▶ [OBJECTIVE]
In the post about the TV show "Yellowstone," how is the show said to accommodate feminism?

▶ [DOCUMENT EXTRACT]
******************************
Up@dawn 2.0

Wednesday, August 10, 2022

A Big TV Hit Is a Conservative Fantasy Liberals Should Watch

America is as divided over its favorite prestige television shows as news sources.

...Millions of people watch "Yellowstone" for the horses and the majestic scenery. There's Beth Dutton's frequent nudity. There's the simple dialogue that does not ask much of the audience. Whatever brings its audience to the show, once they arrive, they are playacting within the vision of America that "Yellowstone" holds. The show suggests that elitism and power can be reconciled with our need to be both moral and self-interested. It is a seductive fantasy because it does not ask the audience to give up anything.

The nominal diversity of the show's cast implies that conservatives don't hate anyone, as long as everyone is willing to conform to their way of life. It acknowledges white land theft and Native American grievance, but it does not make a case for reparations. It accepts that Christopher Columbus was a colonizer but implies that the Duttons' good-enough ends justify the means. It accommodates feminism by making women the most vicious capitalist actors. And it depicts the police as feckless, but it does not want to abolish cops. It wants to choose the cops. That means a lot of guns. "Yellowstone" does not just have gunfights. It has all-out wars. There are military-grade weapons, aerial assaults, night-vision goggles and automatic rifles. When John Dutton cannot win, he starts shooting.
******************************
Dataset excerpt:

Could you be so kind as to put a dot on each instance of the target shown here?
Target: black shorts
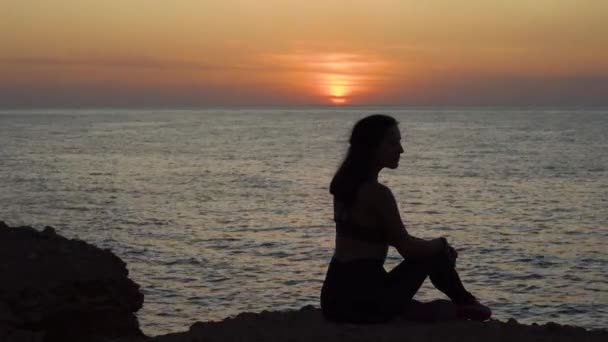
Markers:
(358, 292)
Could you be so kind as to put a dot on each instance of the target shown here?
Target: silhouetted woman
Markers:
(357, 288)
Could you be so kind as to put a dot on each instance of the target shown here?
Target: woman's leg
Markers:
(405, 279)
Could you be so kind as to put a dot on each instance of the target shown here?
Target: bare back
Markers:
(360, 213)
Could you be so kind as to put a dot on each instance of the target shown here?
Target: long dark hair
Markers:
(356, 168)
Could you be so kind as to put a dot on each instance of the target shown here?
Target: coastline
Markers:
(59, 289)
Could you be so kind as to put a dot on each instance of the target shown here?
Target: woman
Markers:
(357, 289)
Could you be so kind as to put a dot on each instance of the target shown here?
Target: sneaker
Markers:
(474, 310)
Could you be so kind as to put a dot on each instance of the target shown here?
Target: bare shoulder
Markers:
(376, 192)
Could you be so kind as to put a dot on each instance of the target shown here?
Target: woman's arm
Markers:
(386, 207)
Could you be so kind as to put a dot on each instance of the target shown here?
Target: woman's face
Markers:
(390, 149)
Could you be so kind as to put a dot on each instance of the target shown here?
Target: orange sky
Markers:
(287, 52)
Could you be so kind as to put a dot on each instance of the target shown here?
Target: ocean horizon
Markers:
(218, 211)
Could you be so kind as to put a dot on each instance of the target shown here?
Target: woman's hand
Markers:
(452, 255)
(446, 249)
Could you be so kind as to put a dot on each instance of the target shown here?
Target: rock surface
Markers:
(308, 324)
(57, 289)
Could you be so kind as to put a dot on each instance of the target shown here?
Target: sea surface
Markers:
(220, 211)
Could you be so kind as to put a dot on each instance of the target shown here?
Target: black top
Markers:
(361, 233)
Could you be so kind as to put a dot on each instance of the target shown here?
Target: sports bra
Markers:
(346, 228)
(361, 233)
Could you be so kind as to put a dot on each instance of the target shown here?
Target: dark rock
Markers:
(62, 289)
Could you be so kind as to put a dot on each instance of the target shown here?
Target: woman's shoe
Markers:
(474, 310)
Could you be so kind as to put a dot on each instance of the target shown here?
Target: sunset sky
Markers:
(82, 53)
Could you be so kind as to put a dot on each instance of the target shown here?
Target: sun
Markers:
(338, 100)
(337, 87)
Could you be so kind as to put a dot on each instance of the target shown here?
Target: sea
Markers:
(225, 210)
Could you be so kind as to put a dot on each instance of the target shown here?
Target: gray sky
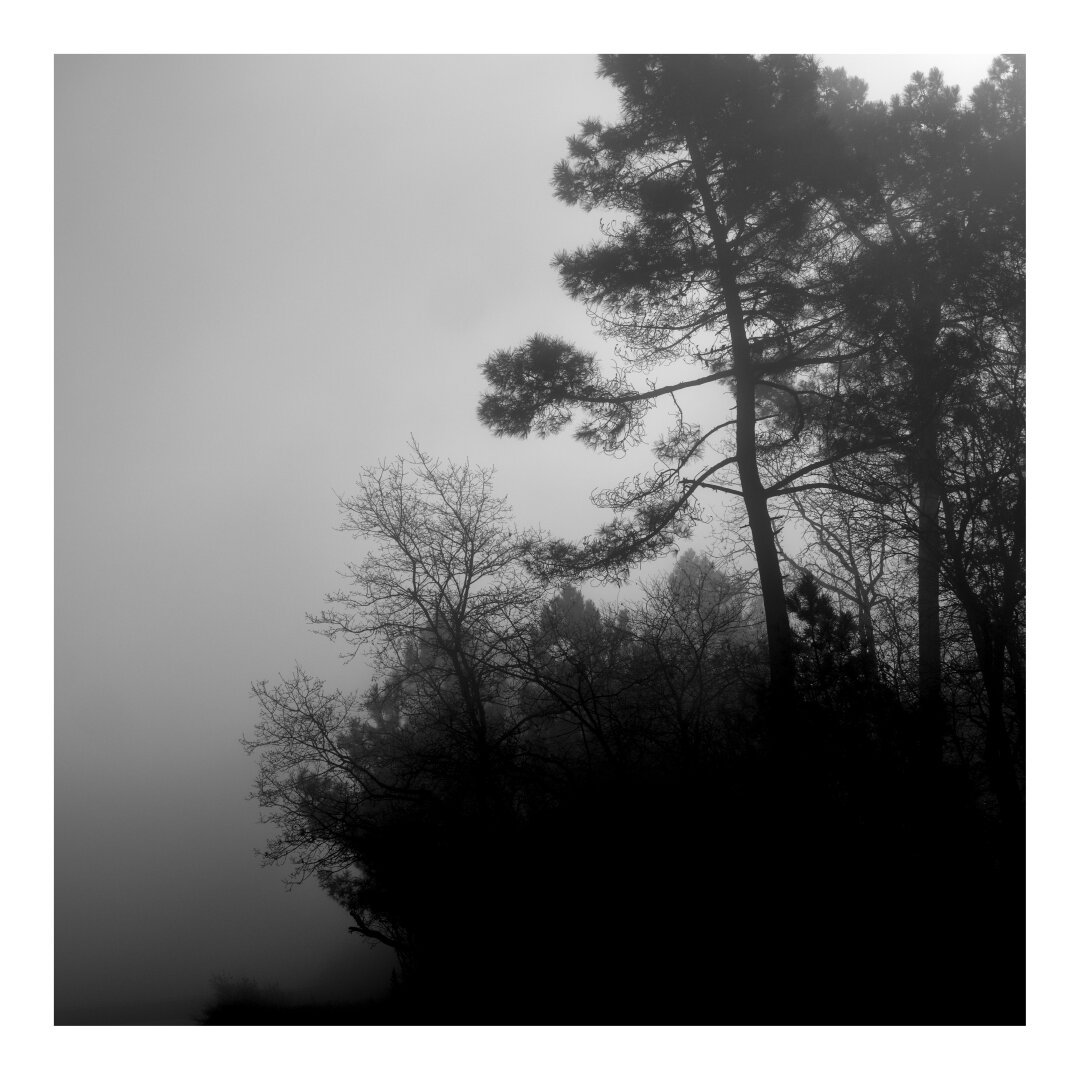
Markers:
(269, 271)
******************************
▶ [RESULT FOR THIS TASK]
By making women the most vicious capitalist actors.